··· TEXTE FOURNI ···

À Charles Spon, le 17 août 1643, note 9.
Note [9]

Jean de Launoy (ou Launoi, Le Valdécie près de Coutances 1603-Paris 1678), licencié en théologie et docteur du Collège de Navarre en 1634, avait ensuite passé trois ans en Italie. De retour à Paris, il avait été ordonné prêtre en 1636 pour entamer son œuvre critique contre les saintes légendes. En 1643, celui qu’on surnommait le dénicheur de saints (au sens où il les expulsait littéralement de leurs niches) et qui fréquentait l’académie putéane des frères Dupuy (v. note [5], lettre 181), était nommé censeur royal pour les livres de théologie.

Launoy, homme libre et indépendant qui refusa tous les bénéfices qu’on lui offrit, mit un point d’honneur à rejeter la censure de la Sorbonne contre Antoine ii Arnauld, écrivant dans une lettre à un ami que « pour lui, il n’est pas de l’opinion de Jansenius, c’est-à-dire de saint Augustin, touchant la grâce [v. note [50], lettre 101], mais qu’il est prêt de signer que la censure est très irrégulière et détruit entièrement la liberté de la Faculté […] In hac fide vivam et moriar [Dans cette foi je vivrai et mourrai] ». Cela lui valut d’être radié de l’Université en 1656, comme une soixantaine d’autres docteurs en théologie, sans l’empêcher de poursuivre ses recherches souvent iconoclastes sur les conciles et sur le pape, dont il contestait l’infaillibilité (v. note [2], lettre 741), sur les saints et la Vierge Marie, combattant avec vigueur son assomption et son immaculée conception, ou sur l’histoire des sacrements (Dictionnaire de Port-Royal, page 601).

···

Pouvez-vous recopier le passage de la note sur Jean de Launoy qui va de « À Charles Spon, le » à « livres de théologie. », bornes incluses ? Les lignes ci-après sont tirées d'une autre source.

··· INFORMATIONS FOURNIES ···

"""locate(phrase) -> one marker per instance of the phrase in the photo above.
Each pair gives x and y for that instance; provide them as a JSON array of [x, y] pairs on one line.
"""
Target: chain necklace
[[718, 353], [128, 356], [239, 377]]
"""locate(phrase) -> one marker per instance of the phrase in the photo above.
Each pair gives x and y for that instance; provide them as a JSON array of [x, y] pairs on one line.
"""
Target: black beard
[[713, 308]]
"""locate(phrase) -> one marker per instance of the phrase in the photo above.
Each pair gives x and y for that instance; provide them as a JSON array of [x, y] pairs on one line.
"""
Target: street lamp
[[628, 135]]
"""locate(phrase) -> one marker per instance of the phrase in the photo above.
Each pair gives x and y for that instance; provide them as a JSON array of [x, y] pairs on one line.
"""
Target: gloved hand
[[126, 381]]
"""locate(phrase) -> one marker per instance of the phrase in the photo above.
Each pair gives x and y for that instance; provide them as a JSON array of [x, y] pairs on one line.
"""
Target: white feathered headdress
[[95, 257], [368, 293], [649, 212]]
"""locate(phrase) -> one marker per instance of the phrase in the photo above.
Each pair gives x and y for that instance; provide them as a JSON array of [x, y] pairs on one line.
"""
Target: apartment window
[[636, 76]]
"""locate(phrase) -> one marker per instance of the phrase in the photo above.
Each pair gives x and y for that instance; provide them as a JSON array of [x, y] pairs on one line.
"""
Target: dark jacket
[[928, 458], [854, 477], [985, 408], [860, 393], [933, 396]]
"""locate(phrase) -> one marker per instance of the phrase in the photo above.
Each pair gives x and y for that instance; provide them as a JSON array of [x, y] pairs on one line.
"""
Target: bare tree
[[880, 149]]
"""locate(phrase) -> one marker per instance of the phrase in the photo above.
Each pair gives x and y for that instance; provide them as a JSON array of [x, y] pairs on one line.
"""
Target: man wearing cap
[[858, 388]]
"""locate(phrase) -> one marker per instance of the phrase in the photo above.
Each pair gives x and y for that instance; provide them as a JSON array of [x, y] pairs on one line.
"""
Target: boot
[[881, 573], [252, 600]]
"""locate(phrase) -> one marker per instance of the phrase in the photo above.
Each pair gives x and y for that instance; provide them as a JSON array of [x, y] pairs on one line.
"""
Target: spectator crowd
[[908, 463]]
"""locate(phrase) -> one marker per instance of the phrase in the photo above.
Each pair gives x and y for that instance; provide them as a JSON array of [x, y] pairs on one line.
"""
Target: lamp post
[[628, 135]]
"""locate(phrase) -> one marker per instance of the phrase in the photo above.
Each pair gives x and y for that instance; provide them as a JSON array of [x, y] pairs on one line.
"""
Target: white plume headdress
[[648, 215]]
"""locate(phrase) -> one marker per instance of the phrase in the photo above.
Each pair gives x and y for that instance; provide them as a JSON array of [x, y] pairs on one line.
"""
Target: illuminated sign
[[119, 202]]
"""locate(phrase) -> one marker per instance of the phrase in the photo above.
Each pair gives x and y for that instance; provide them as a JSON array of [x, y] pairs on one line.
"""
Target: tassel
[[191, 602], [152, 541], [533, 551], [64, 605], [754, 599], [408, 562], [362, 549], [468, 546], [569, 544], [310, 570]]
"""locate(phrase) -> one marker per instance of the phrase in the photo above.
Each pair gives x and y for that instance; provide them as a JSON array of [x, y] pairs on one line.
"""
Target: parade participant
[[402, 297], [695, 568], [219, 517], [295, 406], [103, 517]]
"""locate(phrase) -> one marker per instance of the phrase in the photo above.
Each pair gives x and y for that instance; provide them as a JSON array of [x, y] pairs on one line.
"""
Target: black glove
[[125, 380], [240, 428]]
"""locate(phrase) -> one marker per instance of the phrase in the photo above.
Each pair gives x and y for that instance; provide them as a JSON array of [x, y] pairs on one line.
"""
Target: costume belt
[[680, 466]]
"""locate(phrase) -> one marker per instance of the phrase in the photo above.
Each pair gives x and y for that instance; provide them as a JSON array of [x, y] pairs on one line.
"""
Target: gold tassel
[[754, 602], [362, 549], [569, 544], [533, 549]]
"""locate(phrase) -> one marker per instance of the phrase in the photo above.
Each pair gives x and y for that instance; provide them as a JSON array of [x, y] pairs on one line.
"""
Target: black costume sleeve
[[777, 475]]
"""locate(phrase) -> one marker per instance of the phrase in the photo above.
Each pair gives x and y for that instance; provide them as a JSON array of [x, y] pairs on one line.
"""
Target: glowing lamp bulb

···

## RÉPONSE AU PROBLÈME
À Charles Spon, le 17 août 1643, note 9.
Note [9]

Jean de Launoy (ou Launoi, Le Valdécie près de Coutances 1603-Paris 1678), licencié en théologie et docteur du Collège de Navarre en 1634, avait ensuite passé trois ans en Italie. De retour à Paris, il avait été ordonné prêtre en 1636 pour entamer son œuvre critique contre les saintes légendes. En 1643, celui qu’on surnommait le dénicheur de saints (au sens où il les expulsait littéralement de leurs niches) et qui fréquentait l’académie putéane des frères Dupuy (v. note [5], lettre 181), était nommé censeur royal pour les livres de théologie.